**Records to process**.

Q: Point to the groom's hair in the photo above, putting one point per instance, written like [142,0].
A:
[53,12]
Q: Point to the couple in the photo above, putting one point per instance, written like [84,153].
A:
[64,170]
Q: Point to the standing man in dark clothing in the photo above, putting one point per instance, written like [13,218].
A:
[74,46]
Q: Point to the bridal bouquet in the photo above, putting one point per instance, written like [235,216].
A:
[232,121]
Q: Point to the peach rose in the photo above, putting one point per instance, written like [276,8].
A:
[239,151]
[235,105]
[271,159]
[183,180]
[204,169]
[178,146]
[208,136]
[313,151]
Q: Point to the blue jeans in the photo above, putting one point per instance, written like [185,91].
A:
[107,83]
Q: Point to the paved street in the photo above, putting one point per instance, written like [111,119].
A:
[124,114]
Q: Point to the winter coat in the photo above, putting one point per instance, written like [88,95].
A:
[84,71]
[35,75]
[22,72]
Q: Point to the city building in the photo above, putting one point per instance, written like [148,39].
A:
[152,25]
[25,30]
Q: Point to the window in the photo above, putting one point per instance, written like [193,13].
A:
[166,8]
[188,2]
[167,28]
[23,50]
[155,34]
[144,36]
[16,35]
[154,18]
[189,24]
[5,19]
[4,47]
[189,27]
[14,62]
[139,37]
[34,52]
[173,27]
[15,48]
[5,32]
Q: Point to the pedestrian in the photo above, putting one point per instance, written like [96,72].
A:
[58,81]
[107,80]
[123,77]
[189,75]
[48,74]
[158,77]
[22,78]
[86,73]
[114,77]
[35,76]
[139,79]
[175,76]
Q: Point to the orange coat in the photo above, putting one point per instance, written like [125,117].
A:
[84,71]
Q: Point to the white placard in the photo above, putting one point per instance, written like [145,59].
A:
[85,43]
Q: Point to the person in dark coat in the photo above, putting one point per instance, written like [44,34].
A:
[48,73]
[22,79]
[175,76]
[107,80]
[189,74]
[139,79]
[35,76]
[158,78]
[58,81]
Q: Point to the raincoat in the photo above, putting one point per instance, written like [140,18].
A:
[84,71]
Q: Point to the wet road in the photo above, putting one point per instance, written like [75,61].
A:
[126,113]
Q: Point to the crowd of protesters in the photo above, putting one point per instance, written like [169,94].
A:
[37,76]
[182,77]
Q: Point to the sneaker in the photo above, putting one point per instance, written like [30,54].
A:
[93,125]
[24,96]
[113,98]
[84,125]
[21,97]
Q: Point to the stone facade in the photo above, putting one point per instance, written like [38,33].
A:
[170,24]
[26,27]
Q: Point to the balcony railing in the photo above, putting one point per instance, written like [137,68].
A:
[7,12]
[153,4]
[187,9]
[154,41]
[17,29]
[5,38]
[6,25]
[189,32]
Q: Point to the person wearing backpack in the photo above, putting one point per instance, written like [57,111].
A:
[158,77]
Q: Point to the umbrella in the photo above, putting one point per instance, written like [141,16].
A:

**Assignment**.
The data are to be transcribed in full, exactly as given.

**Answer for this exercise**.
Q: Point to the groom's hair in the photo above, putting one point per instance, written like [142,0].
A:
[53,12]
Q: Point to the couple in the photo above, putting one point per instance, written like [84,153].
A:
[64,170]
Q: Point to the standing man in dark clothing in the photo above, putting one point per instance, written like [13,218].
A:
[74,46]
Q: Point to the bridal bouquet in the photo above, putting one point per instance, written like [235,216].
A:
[232,121]
Q: Point to the peach rose in the photo above, putting one point per instance, written like [276,8].
A:
[239,151]
[235,105]
[271,159]
[183,180]
[204,169]
[178,146]
[208,136]
[313,151]
Q: Point to the blue jeans in the photo above, putting one point per instance, written like [185,91].
A:
[107,83]
Q: Point to the paved street in the photo above, putting one point per instance, written like [111,119].
A:
[124,114]
Q: Point to the winter coat in the photo above, putting one point per instance, written like [88,95].
A:
[84,71]
[35,75]
[22,72]
Q: Point to the city building in the photo above, putting one point per instance, written like [148,39].
A:
[152,25]
[25,30]
Q: Point to the window in the photo above, putting one point per instance, written like [193,13].
A:
[166,8]
[188,2]
[167,28]
[23,50]
[155,34]
[144,36]
[16,35]
[154,18]
[189,24]
[5,19]
[4,47]
[189,27]
[14,62]
[139,37]
[34,52]
[173,27]
[15,48]
[5,32]
Q: Point to the pedestrian in the photo above, putting one point per instance, written like [96,72].
A:
[58,81]
[107,80]
[123,77]
[189,75]
[48,74]
[158,77]
[22,78]
[86,73]
[114,77]
[35,76]
[139,79]
[175,76]
Q: Point to the orange coat in the photo above, putting one point per instance, written like [125,117].
A:
[84,71]
Q: Point to the white placard in the photo above, putting one point per instance, written like [145,59].
A:
[85,43]
Q: Point to the person in dark coat in the photo above, putting one point per instance, written like [44,34].
A:
[48,73]
[22,79]
[175,76]
[107,80]
[189,74]
[139,79]
[35,76]
[158,78]
[58,81]
Q: Point to the raincoat in the photo above, putting one point per instance, written like [140,18].
A:
[84,71]
Q: Point to the wet road in the photo above, putting one point per instance, written like [75,61].
A:
[126,113]
Q: Point to the crowd of protesters in the photo above, putting one point per instance, written like [169,94].
A:
[37,76]
[182,77]
Q: Point to the sneaker in the photo above, putting one point per instance, written like [30,54].
A:
[93,125]
[24,96]
[113,98]
[84,125]
[21,97]
Q: Point to the stone facade in the photo above, putting one point per instance, written like [38,33].
A:
[170,24]
[26,27]
Q: Point to the balcony railing in the photo above, putting one point per instance, written like [137,68].
A:
[7,12]
[153,4]
[187,9]
[154,41]
[17,29]
[5,38]
[6,25]
[189,32]
Q: Point to the person wearing backpack in the photo above, putting one point per instance, written like [57,111].
A:
[158,77]
Q: Point to the umbrella in the photo above, putting one point per instance, written like [141,16].
A:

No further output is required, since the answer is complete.